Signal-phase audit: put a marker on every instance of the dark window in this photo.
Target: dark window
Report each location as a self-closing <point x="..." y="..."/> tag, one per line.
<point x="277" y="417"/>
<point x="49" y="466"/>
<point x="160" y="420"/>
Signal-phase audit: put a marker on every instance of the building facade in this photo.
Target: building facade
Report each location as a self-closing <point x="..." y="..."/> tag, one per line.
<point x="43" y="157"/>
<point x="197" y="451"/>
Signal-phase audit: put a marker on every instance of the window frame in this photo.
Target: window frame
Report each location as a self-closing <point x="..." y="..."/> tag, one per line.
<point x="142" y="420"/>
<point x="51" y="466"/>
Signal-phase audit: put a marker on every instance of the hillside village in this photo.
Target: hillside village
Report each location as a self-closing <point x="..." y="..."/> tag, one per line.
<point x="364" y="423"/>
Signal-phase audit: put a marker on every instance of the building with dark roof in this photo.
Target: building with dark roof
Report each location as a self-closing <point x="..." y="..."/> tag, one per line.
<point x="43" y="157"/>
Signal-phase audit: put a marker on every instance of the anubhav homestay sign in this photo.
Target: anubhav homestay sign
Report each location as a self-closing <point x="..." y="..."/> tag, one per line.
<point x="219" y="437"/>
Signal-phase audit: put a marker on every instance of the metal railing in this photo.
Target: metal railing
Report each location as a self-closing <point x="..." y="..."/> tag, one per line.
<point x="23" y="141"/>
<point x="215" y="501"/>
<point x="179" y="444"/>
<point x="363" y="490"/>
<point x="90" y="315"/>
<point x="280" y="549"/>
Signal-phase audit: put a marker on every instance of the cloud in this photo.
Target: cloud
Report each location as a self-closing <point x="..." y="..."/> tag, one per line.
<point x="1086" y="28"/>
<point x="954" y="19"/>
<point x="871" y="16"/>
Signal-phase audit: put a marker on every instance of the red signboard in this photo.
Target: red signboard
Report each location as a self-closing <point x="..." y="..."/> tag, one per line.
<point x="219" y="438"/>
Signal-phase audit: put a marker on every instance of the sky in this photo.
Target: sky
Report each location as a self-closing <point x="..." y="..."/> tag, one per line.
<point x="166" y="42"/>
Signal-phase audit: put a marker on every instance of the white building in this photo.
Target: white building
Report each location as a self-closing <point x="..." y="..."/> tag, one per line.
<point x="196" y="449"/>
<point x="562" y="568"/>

» **PROBLEM**:
Your task is to return the full listing exactly as it was given.

» **FINISHED TASK**:
Signal-phase audit: put a marker on every instance of the dark window in this photo.
Target: dark window
Report each location as a self-closing <point x="..." y="..."/> tag, one per line.
<point x="277" y="417"/>
<point x="49" y="466"/>
<point x="160" y="420"/>
Signal-phase audit: put a marker on every instance of the building facade in this photo.
Target: building facade
Report each location as a self-closing <point x="..." y="..."/> tag, one per line.
<point x="43" y="157"/>
<point x="197" y="451"/>
Signal-phase audit: put a marker on every instance of the window frame in this photo.
Target: window frame
Report each location as a self-closing <point x="..." y="..."/> tag, one per line.
<point x="142" y="420"/>
<point x="51" y="466"/>
Signal-phase audit: put a marker on every instance of the hillside village in this photo.
Target: hillside village
Report each location as a self-closing <point x="..." y="..."/> tag, one per line.
<point x="364" y="423"/>
Signal-phase audit: put a marker on every instance of the building with dark roof in this photo.
Target: building with dark roof
Report each location as a self-closing <point x="..." y="..."/> tag, one per line.
<point x="43" y="157"/>
Signal-phase audit: put a marker on every instance of the anubhav homestay sign in this photo.
Target: anubhav homestay sign
Report each location as a self-closing <point x="..." y="..."/> tag, one per line.
<point x="219" y="437"/>
Signal-phase audit: put a marker on every instance of the metal railing in this photo.
Target: metal railing
Report each location as a self-closing <point x="..." y="..."/> tag, one per line.
<point x="23" y="141"/>
<point x="215" y="501"/>
<point x="179" y="444"/>
<point x="363" y="490"/>
<point x="90" y="315"/>
<point x="280" y="549"/>
Signal-phase audit: put a marker on every instance of the cloud in this photo.
Target: cloud
Report each location as a self-closing <point x="..." y="..."/> tag, one per line.
<point x="1086" y="28"/>
<point x="954" y="19"/>
<point x="871" y="16"/>
Signal-phase audit: put a marker on every instance of the red signboard in this photo.
Target: red signboard
Report each location as a self-closing <point x="..." y="..."/> tag, one per line.
<point x="219" y="438"/>
Signal-phase audit: put a marker on every instance of the sky in this photo.
Target: sky
Report each location as a self-closing <point x="..." y="..."/> tag, one per line.
<point x="166" y="42"/>
Signal-phase audit: put a marker on every instance of the white building in this photo.
Target: white building
Report each location as a self-closing <point x="..." y="..."/> tag, one per line.
<point x="196" y="449"/>
<point x="562" y="568"/>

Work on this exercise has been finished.